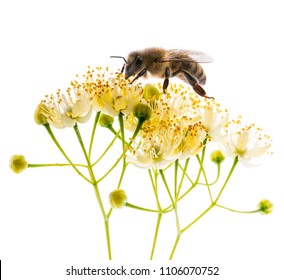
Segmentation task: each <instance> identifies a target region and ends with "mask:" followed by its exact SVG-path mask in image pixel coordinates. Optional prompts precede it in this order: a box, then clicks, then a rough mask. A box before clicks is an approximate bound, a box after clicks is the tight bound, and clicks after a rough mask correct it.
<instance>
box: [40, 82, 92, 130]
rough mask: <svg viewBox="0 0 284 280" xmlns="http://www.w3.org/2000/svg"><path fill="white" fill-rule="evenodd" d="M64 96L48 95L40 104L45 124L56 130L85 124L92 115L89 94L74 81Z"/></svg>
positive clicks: (57, 91) (59, 95) (59, 92)
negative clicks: (70, 86)
mask: <svg viewBox="0 0 284 280" xmlns="http://www.w3.org/2000/svg"><path fill="white" fill-rule="evenodd" d="M71 86H72V88H73V94H72V93H71V88H68V89H67V91H66V94H62V93H61V91H60V90H58V91H57V93H56V96H54V95H49V96H46V99H45V100H43V101H42V102H41V105H40V106H41V114H42V115H44V116H45V117H46V119H47V122H48V123H50V124H51V125H53V126H54V127H56V128H64V127H73V126H74V125H75V124H76V123H77V122H79V123H85V122H87V121H88V120H89V119H90V117H91V115H92V106H91V102H90V98H89V94H88V93H86V92H85V91H84V90H83V88H82V86H81V85H80V84H79V83H78V82H77V81H74V82H72V83H71Z"/></svg>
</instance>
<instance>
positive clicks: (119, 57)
mask: <svg viewBox="0 0 284 280" xmlns="http://www.w3.org/2000/svg"><path fill="white" fill-rule="evenodd" d="M111 58H122V59H123V60H124V62H125V64H128V62H127V60H126V59H125V57H123V56H117V55H112V56H111Z"/></svg>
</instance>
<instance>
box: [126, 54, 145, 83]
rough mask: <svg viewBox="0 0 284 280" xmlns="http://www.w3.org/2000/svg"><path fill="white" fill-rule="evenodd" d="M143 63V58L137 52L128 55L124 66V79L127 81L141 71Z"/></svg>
mask: <svg viewBox="0 0 284 280" xmlns="http://www.w3.org/2000/svg"><path fill="white" fill-rule="evenodd" d="M143 62H144V61H143V57H142V56H141V55H140V53H139V52H137V51H134V52H131V53H130V54H129V55H128V58H127V63H126V65H125V78H126V79H128V78H129V77H131V76H133V75H135V74H138V73H139V71H140V70H141V69H142V65H143Z"/></svg>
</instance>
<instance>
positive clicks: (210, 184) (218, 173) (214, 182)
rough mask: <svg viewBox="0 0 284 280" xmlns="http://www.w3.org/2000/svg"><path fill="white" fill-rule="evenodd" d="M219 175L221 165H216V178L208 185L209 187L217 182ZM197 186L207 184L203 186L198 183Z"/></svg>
mask: <svg viewBox="0 0 284 280" xmlns="http://www.w3.org/2000/svg"><path fill="white" fill-rule="evenodd" d="M220 174H221V164H220V163H217V176H216V178H215V180H214V181H213V182H212V183H209V186H213V185H215V184H216V183H217V182H218V180H219V178H220ZM198 185H204V186H207V184H204V183H198Z"/></svg>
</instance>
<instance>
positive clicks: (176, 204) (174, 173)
mask: <svg viewBox="0 0 284 280" xmlns="http://www.w3.org/2000/svg"><path fill="white" fill-rule="evenodd" d="M177 173H178V160H176V161H175V173H174V178H175V179H174V188H175V202H174V209H175V217H176V228H177V236H176V241H175V244H174V247H173V249H172V251H171V254H170V260H172V258H173V256H174V252H175V250H176V247H177V244H178V242H179V240H180V237H181V233H182V232H181V229H180V222H179V216H178V210H177V202H178V189H177V175H178V174H177Z"/></svg>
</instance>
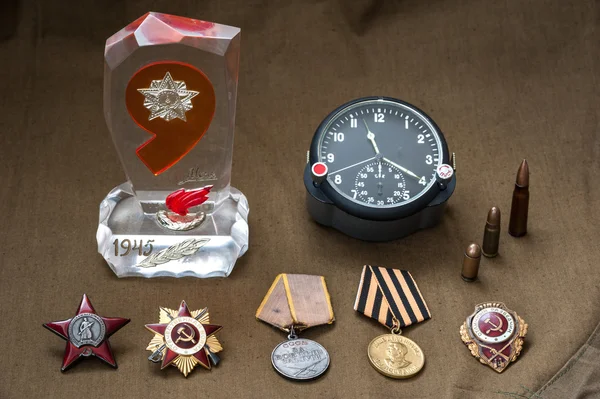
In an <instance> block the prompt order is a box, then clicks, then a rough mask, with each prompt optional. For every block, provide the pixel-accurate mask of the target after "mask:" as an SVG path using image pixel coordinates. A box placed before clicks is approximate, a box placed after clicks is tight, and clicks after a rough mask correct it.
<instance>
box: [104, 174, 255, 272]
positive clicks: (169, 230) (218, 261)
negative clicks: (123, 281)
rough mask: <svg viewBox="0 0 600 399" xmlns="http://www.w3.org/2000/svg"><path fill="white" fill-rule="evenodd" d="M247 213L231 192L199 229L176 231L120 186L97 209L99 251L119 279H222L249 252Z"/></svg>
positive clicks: (106, 198) (247, 202)
mask: <svg viewBox="0 0 600 399" xmlns="http://www.w3.org/2000/svg"><path fill="white" fill-rule="evenodd" d="M248 210H249V209H248V201H247V200H246V197H245V196H244V194H242V193H241V192H240V191H239V190H237V189H235V188H233V187H231V188H230V194H229V197H228V198H227V199H225V201H223V202H222V203H221V204H220V206H218V207H217V208H216V210H214V211H213V212H211V213H207V214H206V215H205V218H204V220H203V221H202V223H201V224H200V225H199V226H198V227H195V228H193V229H190V230H187V231H175V230H171V229H169V228H167V227H164V226H162V225H161V224H160V222H159V221H158V219H157V216H156V215H153V214H145V213H144V212H143V211H142V208H141V206H140V204H139V202H138V201H137V200H136V198H135V196H134V194H133V190H132V189H131V184H130V183H129V182H127V183H123V184H121V185H120V186H118V187H116V188H115V189H113V190H112V191H111V192H110V193H109V194H108V195H107V196H106V198H105V199H104V200H103V201H102V203H101V204H100V222H99V224H98V231H97V233H96V240H97V241H98V252H99V253H100V254H101V255H102V256H103V257H104V259H105V260H106V262H107V263H108V265H109V266H110V268H111V269H112V270H113V272H115V274H116V275H117V276H118V277H133V276H136V277H163V276H168V277H185V276H191V277H200V278H205V277H227V276H228V275H229V274H230V273H231V271H232V270H233V266H234V265H235V261H236V260H237V258H239V257H240V256H242V255H243V254H244V253H245V252H246V251H247V249H248Z"/></svg>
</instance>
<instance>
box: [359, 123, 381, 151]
mask: <svg viewBox="0 0 600 399" xmlns="http://www.w3.org/2000/svg"><path fill="white" fill-rule="evenodd" d="M363 123H364V124H365V127H366V128H367V139H368V140H369V141H371V144H373V149H374V150H375V154H379V148H377V143H376V142H375V133H373V132H372V131H370V130H369V126H367V121H365V120H364V118H363Z"/></svg>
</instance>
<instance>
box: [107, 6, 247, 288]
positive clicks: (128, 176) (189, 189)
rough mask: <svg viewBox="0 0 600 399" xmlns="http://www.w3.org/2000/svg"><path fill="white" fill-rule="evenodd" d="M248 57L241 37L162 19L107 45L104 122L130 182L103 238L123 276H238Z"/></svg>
mask: <svg viewBox="0 0 600 399" xmlns="http://www.w3.org/2000/svg"><path fill="white" fill-rule="evenodd" d="M239 52H240V29H239V28H235V27H231V26H225V25H219V24H215V23H212V22H205V21H199V20H194V19H189V18H182V17H176V16H172V15H166V14H158V13H152V12H151V13H148V14H146V15H144V16H142V17H141V18H139V19H138V20H136V21H135V22H133V23H131V24H130V25H129V26H127V27H125V28H124V29H122V30H121V31H119V32H117V33H116V34H114V35H113V36H112V37H110V38H109V39H108V40H107V41H106V49H105V72H104V113H105V117H106V122H107V124H108V128H109V130H110V133H111V135H112V139H113V141H114V144H115V147H116V149H117V151H118V153H119V157H120V159H121V162H122V164H123V168H124V170H125V173H126V174H127V177H128V180H127V182H125V183H123V184H121V185H120V186H118V187H116V188H115V189H113V190H112V191H111V192H110V193H109V194H108V196H107V197H106V198H105V199H104V200H103V201H102V203H101V204H100V222H99V225H98V232H97V234H96V238H97V241H98V252H100V254H102V256H103V257H104V259H105V260H106V261H107V262H108V264H109V265H110V267H111V269H112V270H113V271H114V272H115V273H116V274H117V276H119V277H125V276H143V277H155V276H173V277H182V276H194V277H215V276H228V275H229V274H230V273H231V271H232V269H233V266H234V264H235V261H236V260H237V258H238V257H240V256H242V255H243V254H244V253H245V252H246V250H247V249H248V223H247V220H248V202H247V200H246V197H245V196H244V195H243V194H242V193H241V192H240V191H238V190H236V189H235V188H233V187H231V186H230V178H231V157H232V151H233V131H234V124H235V104H236V92H237V81H238V66H239Z"/></svg>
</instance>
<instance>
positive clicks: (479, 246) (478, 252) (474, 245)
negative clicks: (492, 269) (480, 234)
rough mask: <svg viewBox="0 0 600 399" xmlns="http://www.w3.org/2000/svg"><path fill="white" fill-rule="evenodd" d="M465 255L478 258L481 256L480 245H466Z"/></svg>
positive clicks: (480, 249) (475, 244)
mask: <svg viewBox="0 0 600 399" xmlns="http://www.w3.org/2000/svg"><path fill="white" fill-rule="evenodd" d="M465 253H466V255H467V256H468V257H469V258H480V257H481V247H480V246H479V245H477V244H474V243H473V244H471V245H469V246H468V247H467V250H466V251H465Z"/></svg>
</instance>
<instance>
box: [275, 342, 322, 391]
mask: <svg viewBox="0 0 600 399" xmlns="http://www.w3.org/2000/svg"><path fill="white" fill-rule="evenodd" d="M271 363H273V367H274V368H275V370H276V371H277V372H278V373H279V374H281V375H282V376H284V377H287V378H290V379H292V380H298V381H302V380H312V379H314V378H317V377H319V376H321V374H323V373H324V372H325V371H327V368H328V367H329V353H327V350H325V348H323V346H322V345H321V344H318V343H317V342H315V341H311V340H310V339H304V338H295V339H290V340H289V341H285V342H282V343H280V344H279V345H277V346H276V347H275V349H273V353H272V354H271Z"/></svg>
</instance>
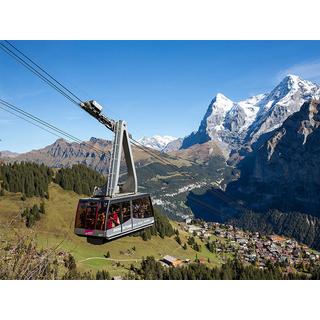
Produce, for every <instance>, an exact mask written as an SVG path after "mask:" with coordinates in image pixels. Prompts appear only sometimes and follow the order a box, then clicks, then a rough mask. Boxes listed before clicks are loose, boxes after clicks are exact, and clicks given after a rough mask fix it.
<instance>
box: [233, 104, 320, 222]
mask: <svg viewBox="0 0 320 320" xmlns="http://www.w3.org/2000/svg"><path fill="white" fill-rule="evenodd" d="M319 142H320V104H319V102H318V101H315V100H312V101H311V102H306V103H304V104H303V106H302V107H301V110H300V111H298V112H296V113H294V114H293V115H291V116H290V117H288V118H287V119H286V120H285V121H284V123H283V125H282V126H281V127H280V128H279V129H276V130H274V131H273V132H272V134H271V135H270V137H269V138H268V140H267V141H263V140H261V141H259V140H258V141H257V147H256V150H255V151H253V152H252V154H250V155H248V156H247V157H246V158H245V159H244V160H242V161H241V162H240V164H239V168H240V170H241V177H240V179H239V180H238V181H236V182H233V183H231V184H230V185H229V186H228V189H227V192H230V193H232V194H233V195H236V196H237V197H238V198H241V199H244V200H245V201H246V202H247V203H248V204H249V206H250V207H252V208H253V209H259V210H261V209H264V208H265V209H269V208H276V209H280V210H284V211H300V212H305V213H310V214H313V215H316V216H320V211H319V207H320V197H319V194H320V157H319V155H320V143H319Z"/></svg>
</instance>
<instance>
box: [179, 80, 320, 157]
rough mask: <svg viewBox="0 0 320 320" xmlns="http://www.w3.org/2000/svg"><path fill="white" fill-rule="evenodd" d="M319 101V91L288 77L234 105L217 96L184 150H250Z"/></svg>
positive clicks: (319, 96) (211, 103)
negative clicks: (258, 141) (298, 115)
mask: <svg viewBox="0 0 320 320" xmlns="http://www.w3.org/2000/svg"><path fill="white" fill-rule="evenodd" d="M319 97H320V87H319V86H318V85H317V84H315V83H312V82H310V81H307V80H303V79H301V78H300V77H298V76H295V75H288V76H287V77H285V78H284V79H283V80H282V81H281V82H280V83H279V84H278V85H277V86H276V87H275V88H274V89H273V90H272V91H271V92H270V93H264V94H259V95H256V96H253V97H250V98H248V99H246V100H242V101H239V102H234V101H232V100H230V99H229V98H227V97H226V96H224V95H223V94H221V93H218V94H217V95H216V96H215V97H214V99H213V100H212V101H211V103H210V104H209V107H208V109H207V112H206V113H205V115H204V117H203V119H202V121H201V123H200V126H199V129H198V130H197V131H195V132H193V133H191V134H190V135H189V136H187V137H185V138H184V139H183V141H182V146H181V148H182V149H186V148H189V147H190V146H192V145H195V144H202V143H205V142H207V141H211V140H213V141H216V142H217V143H218V144H219V146H220V147H221V148H222V149H223V150H225V151H227V152H228V154H230V153H231V151H239V150H240V149H242V148H247V149H248V148H249V150H251V148H252V146H253V144H254V143H255V142H256V141H257V140H258V139H259V137H261V136H263V135H265V134H267V133H269V132H271V131H273V130H275V129H277V128H279V127H280V126H281V125H282V123H283V122H284V121H285V120H286V119H287V118H288V117H289V116H290V115H292V114H293V113H295V112H297V111H299V110H300V107H301V106H302V104H303V103H304V102H306V101H309V100H310V99H311V98H319Z"/></svg>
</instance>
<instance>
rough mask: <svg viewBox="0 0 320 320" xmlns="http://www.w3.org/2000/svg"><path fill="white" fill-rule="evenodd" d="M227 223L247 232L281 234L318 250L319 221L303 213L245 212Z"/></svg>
mask: <svg viewBox="0 0 320 320" xmlns="http://www.w3.org/2000/svg"><path fill="white" fill-rule="evenodd" d="M228 223H230V224H233V225H235V226H236V227H239V228H242V229H244V230H247V231H253V232H254V231H259V232H260V233H262V234H273V233H274V234H281V235H284V236H287V237H291V238H295V239H296V240H297V241H299V242H302V243H304V244H306V245H308V246H309V247H312V248H315V249H320V219H319V218H318V217H314V216H311V215H308V214H305V213H301V212H281V211H279V210H276V209H272V210H268V211H267V212H253V211H249V210H247V211H245V212H243V213H242V214H241V215H240V216H239V217H237V218H234V219H231V220H229V222H228Z"/></svg>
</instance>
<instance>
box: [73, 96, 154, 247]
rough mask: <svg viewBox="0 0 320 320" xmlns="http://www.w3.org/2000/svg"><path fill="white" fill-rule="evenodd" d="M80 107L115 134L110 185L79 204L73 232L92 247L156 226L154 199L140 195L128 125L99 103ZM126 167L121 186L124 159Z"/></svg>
mask: <svg viewBox="0 0 320 320" xmlns="http://www.w3.org/2000/svg"><path fill="white" fill-rule="evenodd" d="M80 107H81V108H82V109H84V110H85V111H86V112H88V113H89V114H90V115H91V116H93V117H94V118H96V119H97V120H98V121H99V122H100V123H102V124H103V125H104V126H105V127H107V128H108V129H109V130H111V131H112V132H113V133H114V141H113V146H112V154H111V159H110V165H109V174H108V180H107V183H106V184H105V185H104V186H102V187H95V189H94V192H93V195H92V196H91V197H90V198H85V199H80V200H79V203H78V208H77V213H76V219H75V228H74V232H75V234H76V235H78V236H82V237H86V238H87V241H88V242H89V243H91V244H102V243H104V242H106V241H108V240H112V239H115V238H118V237H121V236H124V235H129V234H131V233H133V232H136V231H138V230H143V229H145V228H147V227H150V226H152V225H153V224H154V212H153V206H152V202H151V197H150V195H149V194H146V193H139V192H138V183H137V175H136V170H135V166H134V160H133V156H132V150H131V145H130V136H129V133H128V131H127V126H126V123H125V122H124V121H122V120H119V121H114V120H111V119H109V118H107V117H106V116H104V115H103V114H102V113H101V111H102V107H101V106H100V105H99V104H98V103H97V102H96V101H93V100H91V101H87V102H84V103H81V104H80ZM122 152H123V155H124V159H125V162H126V166H127V170H128V172H127V177H126V180H125V182H124V183H121V184H120V183H119V175H120V163H121V155H122Z"/></svg>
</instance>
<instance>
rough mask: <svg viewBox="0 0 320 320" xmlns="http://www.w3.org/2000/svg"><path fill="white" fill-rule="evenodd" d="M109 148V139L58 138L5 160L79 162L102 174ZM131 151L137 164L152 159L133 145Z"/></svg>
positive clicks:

-- -- --

# WORK TO COMPLETE
A verbatim transcription is needed of the lines above, starting at the line with "box: [359, 123, 381, 151]" and ending at the line with "positive clicks: (128, 176) (189, 189)", both included, and of nothing else.

# RESPONSE TO THIS TASK
box: [359, 123, 381, 151]
mask: <svg viewBox="0 0 600 399" xmlns="http://www.w3.org/2000/svg"><path fill="white" fill-rule="evenodd" d="M363 123H364V124H365V127H366V128H367V139H368V140H369V141H371V144H373V149H374V150H375V154H379V148H377V143H376V142H375V133H373V132H372V131H370V130H369V126H367V121H365V120H364V118H363Z"/></svg>
</instance>
<instance>
box: [107, 6, 247, 288]
positive clicks: (128, 176) (189, 189)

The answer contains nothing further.